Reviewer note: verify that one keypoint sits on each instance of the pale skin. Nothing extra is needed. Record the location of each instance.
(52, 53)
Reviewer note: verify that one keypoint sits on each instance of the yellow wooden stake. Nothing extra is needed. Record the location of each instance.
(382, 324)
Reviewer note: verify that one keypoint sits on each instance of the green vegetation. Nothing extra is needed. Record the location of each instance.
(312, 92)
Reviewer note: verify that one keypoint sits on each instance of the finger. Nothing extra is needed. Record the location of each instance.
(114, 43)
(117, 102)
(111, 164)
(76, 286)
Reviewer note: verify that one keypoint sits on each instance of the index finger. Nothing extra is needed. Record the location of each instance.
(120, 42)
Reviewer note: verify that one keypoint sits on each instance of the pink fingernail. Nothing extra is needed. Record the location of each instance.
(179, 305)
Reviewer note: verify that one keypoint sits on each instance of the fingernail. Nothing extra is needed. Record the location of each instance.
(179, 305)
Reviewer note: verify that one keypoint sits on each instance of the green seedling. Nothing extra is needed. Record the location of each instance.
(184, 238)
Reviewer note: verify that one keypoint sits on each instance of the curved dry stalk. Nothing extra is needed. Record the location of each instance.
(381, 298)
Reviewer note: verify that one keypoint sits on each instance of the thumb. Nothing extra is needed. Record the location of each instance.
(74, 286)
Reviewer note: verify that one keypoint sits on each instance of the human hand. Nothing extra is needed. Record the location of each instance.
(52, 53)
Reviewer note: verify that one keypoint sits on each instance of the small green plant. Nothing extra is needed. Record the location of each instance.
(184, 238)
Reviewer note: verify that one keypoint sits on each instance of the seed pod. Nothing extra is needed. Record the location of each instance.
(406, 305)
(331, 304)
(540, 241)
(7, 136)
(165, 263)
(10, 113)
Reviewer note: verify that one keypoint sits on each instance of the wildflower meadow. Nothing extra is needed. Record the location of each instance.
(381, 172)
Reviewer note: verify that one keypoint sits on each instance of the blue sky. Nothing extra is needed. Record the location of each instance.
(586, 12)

▸ Given request:
Reproduce the stretch of the listing from the line containing "of the small" through the end of the listing, that line included, with the request lines kept unchanged. Scale every point coordinate by 2.05 and round each result to a whole number, with halves going up.

▸ Expected output:
Reviewer note: verify that one keypoint sits on each instance of the small green plant. Nothing extra is needed. Record the location of each instance.
(377, 488)
Reviewer note: verify that one keypoint sits on each instance of the seed pod. Nothing extra is needed. Record the location of each instance.
(832, 625)
(679, 623)
(1107, 494)
(14, 279)
(338, 539)
(21, 232)
Reviewer note: verify that one keypoint sits on each instance of the wildflower meadow. Nothing extra is needed. Record the location of each instance.
(781, 353)
Reviewer note: verify that one keypoint sits on each instance of the blue sky. Nothing extra is needed. Record the location of each instance.
(1201, 25)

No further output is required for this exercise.